## Activity
Write the line that contains "Point to the black" and each one after it, word for word, ending with the final line of the data.

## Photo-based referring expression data

:::

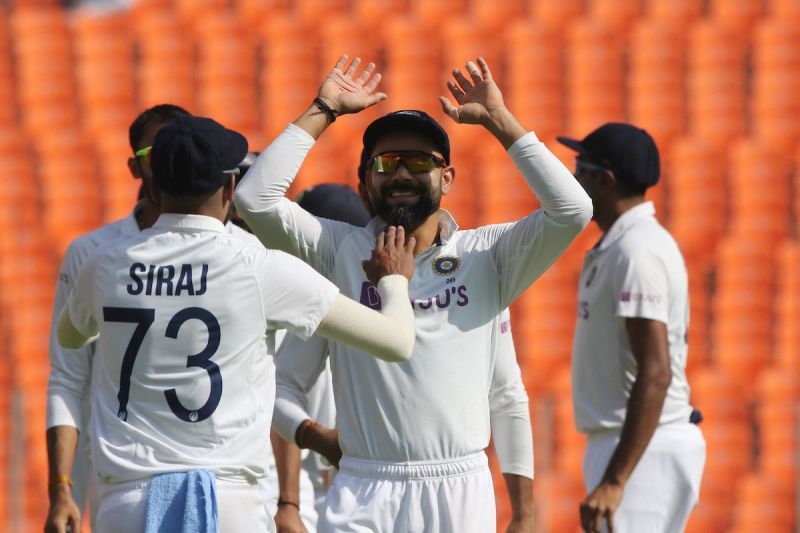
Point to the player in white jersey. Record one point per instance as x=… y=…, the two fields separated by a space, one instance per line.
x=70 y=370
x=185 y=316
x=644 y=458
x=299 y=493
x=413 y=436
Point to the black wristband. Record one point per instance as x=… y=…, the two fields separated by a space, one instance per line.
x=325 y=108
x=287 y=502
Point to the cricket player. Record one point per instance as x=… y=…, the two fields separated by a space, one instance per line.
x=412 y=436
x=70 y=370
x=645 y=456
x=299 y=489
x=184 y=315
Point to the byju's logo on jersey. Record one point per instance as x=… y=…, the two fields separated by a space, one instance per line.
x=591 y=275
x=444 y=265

:::

## Solved exercise
Point to the black wristband. Record one point per instance as x=… y=…, the two fields separated by a space, one instance per line.
x=325 y=108
x=287 y=502
Point to the cricket player. Record one point per instance as x=… y=…, the two fields separated by a space, one instance per line.
x=412 y=436
x=70 y=370
x=645 y=456
x=299 y=489
x=184 y=315
Point to the byju's logo on jersey. Record one point per instance as x=… y=…, the two fields separated by a space, one instance per line.
x=591 y=275
x=444 y=265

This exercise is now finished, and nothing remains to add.